◆ REQUIREMENT ◆
If a line in the entries contains the word "jersey", list it.

◆ STORED DATA ◆
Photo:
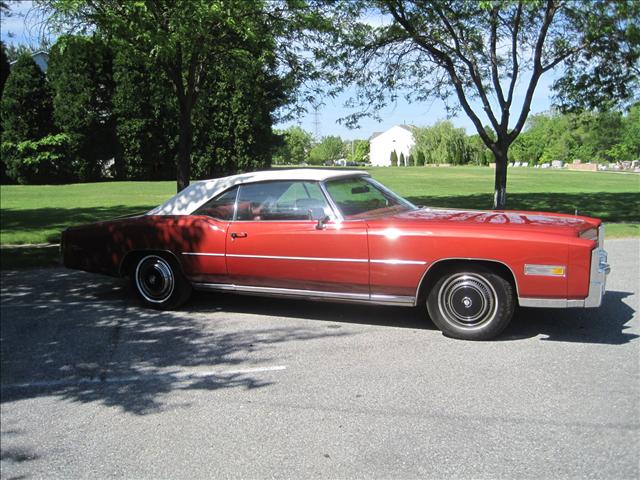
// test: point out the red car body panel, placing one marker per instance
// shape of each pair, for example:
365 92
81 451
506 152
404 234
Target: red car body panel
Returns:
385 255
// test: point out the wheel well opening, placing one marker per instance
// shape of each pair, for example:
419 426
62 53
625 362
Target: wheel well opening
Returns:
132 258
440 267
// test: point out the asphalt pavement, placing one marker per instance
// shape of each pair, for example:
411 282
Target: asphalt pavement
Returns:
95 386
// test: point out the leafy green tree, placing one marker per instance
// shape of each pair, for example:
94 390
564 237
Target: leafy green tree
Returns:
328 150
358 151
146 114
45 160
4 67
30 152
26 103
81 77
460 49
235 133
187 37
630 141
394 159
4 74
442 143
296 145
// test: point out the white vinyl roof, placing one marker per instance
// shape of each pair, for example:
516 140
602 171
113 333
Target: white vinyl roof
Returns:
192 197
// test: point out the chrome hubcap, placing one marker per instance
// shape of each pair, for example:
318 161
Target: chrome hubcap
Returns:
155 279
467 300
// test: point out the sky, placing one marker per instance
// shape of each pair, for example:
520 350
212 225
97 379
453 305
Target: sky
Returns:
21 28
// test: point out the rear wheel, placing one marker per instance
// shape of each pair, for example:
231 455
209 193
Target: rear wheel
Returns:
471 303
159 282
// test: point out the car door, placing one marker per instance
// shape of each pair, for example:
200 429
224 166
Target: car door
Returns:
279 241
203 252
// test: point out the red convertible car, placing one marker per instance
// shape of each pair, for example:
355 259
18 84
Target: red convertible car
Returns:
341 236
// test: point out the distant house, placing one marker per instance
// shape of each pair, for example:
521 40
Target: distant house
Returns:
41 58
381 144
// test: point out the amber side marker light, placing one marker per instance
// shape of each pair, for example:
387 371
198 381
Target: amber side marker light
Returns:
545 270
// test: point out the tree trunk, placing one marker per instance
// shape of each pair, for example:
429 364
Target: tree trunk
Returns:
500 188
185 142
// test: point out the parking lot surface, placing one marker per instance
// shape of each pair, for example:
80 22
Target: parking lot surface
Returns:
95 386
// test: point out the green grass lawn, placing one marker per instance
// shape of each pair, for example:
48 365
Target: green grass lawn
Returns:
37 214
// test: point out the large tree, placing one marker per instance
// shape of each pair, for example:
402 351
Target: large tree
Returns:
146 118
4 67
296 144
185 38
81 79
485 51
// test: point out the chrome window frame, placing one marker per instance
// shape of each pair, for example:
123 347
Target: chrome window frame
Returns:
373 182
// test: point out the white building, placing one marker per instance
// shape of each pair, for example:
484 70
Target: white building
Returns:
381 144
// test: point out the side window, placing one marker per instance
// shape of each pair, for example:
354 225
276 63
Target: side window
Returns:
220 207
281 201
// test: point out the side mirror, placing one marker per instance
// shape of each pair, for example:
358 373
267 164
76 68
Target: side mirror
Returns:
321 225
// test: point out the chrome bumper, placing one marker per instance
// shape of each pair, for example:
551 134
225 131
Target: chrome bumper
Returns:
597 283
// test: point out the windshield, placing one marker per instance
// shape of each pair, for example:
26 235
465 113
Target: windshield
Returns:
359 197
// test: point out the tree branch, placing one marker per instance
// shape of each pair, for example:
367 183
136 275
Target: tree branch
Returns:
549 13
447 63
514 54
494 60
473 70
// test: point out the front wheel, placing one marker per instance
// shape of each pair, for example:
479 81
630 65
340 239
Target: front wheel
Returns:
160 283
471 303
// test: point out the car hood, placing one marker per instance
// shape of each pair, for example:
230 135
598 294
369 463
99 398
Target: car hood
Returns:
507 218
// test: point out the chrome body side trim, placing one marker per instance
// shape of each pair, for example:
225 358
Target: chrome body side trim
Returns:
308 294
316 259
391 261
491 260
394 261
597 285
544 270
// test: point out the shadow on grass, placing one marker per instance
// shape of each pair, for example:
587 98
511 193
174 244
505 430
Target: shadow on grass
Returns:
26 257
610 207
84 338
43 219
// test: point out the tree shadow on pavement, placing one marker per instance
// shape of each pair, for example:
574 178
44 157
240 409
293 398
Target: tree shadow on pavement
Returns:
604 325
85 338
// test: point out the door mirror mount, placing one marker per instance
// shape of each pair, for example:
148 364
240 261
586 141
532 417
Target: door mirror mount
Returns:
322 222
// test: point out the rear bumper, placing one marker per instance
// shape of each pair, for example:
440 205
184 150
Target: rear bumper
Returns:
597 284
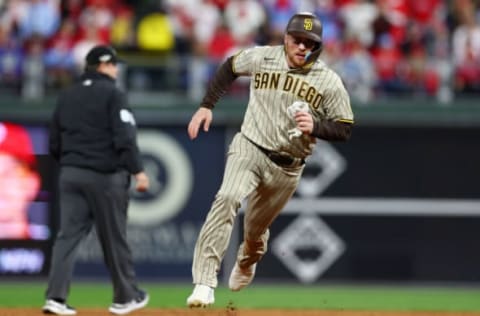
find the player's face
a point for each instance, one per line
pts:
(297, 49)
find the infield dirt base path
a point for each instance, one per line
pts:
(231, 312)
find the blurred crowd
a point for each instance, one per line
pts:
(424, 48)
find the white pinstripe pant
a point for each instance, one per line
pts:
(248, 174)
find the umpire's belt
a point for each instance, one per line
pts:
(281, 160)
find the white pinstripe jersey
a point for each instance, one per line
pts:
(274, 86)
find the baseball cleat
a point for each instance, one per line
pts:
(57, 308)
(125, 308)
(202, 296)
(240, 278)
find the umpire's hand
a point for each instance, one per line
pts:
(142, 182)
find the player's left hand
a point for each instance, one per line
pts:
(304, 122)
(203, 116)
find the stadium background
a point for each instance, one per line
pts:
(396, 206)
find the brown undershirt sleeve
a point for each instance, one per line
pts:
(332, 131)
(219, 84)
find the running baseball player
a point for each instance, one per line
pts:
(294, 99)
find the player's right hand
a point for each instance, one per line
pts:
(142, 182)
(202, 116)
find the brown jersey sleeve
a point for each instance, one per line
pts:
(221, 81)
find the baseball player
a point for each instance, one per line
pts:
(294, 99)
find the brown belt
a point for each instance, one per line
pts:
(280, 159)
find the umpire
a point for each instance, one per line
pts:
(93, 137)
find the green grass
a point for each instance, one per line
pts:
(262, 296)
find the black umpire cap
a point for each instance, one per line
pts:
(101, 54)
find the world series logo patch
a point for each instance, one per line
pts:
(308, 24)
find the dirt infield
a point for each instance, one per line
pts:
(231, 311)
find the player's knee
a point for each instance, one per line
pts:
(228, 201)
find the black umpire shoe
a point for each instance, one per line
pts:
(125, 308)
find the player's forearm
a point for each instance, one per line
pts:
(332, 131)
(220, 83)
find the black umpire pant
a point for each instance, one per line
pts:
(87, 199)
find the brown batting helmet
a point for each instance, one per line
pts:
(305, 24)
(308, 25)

◆ TASK OUTPUT ◆
find the white pinstripe jersey
find the brown jersey sleeve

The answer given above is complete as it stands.